[TASK DIRECTIONS]:
Reproduce word for word the lines between those holding "Target: tree trunk" and "[[646, 476]]", inclusive, and nothing else from the data below.

[SOURCE RECORDS]:
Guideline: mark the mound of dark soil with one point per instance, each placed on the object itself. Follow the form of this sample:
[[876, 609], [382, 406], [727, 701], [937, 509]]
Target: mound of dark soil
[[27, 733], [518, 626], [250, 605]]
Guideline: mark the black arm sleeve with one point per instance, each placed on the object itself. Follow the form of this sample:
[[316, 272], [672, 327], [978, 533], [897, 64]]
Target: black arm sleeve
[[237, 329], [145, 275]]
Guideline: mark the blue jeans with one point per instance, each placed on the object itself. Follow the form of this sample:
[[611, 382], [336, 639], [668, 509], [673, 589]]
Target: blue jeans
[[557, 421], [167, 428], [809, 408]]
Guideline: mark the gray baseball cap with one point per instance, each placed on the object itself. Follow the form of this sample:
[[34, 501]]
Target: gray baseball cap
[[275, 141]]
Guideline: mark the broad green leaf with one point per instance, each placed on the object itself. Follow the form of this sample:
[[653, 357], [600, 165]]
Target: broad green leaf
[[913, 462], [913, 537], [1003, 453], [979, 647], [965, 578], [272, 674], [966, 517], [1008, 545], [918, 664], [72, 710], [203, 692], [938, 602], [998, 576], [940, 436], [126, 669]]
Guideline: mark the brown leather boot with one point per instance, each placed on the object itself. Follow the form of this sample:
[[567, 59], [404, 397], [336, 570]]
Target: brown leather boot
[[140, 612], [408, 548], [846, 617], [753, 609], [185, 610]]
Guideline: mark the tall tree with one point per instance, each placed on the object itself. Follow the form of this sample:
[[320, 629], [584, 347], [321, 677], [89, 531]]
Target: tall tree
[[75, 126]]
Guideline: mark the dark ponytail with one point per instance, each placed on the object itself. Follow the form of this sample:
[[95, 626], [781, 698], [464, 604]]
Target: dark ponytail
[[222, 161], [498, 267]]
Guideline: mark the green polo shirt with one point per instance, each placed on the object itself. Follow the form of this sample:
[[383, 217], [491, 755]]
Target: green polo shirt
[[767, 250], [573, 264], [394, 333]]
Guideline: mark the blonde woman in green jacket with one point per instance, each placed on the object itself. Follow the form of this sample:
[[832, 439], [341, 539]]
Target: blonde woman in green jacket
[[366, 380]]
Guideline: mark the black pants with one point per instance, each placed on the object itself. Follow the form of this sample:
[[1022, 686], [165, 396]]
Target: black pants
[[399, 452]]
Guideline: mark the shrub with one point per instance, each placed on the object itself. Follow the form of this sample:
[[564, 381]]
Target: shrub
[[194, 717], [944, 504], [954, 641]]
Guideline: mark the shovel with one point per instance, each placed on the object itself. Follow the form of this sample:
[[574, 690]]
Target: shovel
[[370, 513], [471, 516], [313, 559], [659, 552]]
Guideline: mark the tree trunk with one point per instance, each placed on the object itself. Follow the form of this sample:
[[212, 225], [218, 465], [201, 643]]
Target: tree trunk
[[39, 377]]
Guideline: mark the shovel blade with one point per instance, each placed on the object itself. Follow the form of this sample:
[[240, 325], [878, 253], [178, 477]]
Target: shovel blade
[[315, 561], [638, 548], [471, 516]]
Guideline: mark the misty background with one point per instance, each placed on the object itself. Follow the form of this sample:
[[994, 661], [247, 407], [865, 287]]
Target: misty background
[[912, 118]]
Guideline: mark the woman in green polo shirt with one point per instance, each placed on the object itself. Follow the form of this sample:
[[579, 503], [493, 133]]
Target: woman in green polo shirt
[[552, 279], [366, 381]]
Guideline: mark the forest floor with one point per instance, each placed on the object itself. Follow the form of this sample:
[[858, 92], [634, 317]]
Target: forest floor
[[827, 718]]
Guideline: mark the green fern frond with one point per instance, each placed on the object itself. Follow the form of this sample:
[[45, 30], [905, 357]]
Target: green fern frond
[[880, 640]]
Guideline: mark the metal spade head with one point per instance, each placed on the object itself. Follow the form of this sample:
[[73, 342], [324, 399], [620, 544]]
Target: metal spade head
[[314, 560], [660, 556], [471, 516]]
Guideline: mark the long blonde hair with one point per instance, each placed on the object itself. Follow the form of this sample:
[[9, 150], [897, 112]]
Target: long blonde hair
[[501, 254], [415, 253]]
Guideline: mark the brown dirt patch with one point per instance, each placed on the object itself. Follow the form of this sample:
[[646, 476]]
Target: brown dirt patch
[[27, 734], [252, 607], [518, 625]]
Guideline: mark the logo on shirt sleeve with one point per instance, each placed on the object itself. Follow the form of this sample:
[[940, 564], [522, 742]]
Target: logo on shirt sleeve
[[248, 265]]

[SOLUTION TO THIS TASK]:
Target: tree trunk
[[39, 377]]
Guideline: mark the shovel blade with one point per instance, each placed on the object itself. Follow the form of this sample:
[[240, 325], [878, 253], [178, 477]]
Target: shovel blade
[[315, 561], [638, 548], [471, 516]]
Guideline: mark the misty background with one point per instance, each placed on the object itself. Follow the form of this sample:
[[994, 661], [247, 407], [865, 287]]
Target: misty background
[[912, 118]]
Guideline: mark the woman in green polo shirt with one point per instance, each placed on the object itself. Follow the form of this sample:
[[579, 503], [493, 133]]
Target: woman in green polo shirt
[[552, 279], [366, 381]]
Guideline: mark the forest floor with one point per instance, each placed on the object itself. Follow the form of this sample:
[[858, 92], [634, 317]]
Target: forest floor
[[827, 718]]
Guideline: mark the green fern frond with one point per instance, each placed on the object itself. Follow the form of this sample:
[[45, 30], [905, 357]]
Target: green fern frond
[[880, 640]]
Guideline: mark the metal spade head with one point per instance, each placed on the object itself. Follow the form of this sample:
[[73, 342], [324, 399], [620, 544]]
Target: metal spade head
[[314, 560], [660, 556], [471, 516]]
Guideline: mark the long blonde hair with one point per instance, each placed on the object itself. Follow the form of this sample:
[[9, 150], [897, 112]]
Target: long blonde hair
[[501, 254], [415, 253]]
Guideline: mark the brown dirt patch with one point per instance, each placed on the object itself. Follow the form of this sample:
[[646, 476]]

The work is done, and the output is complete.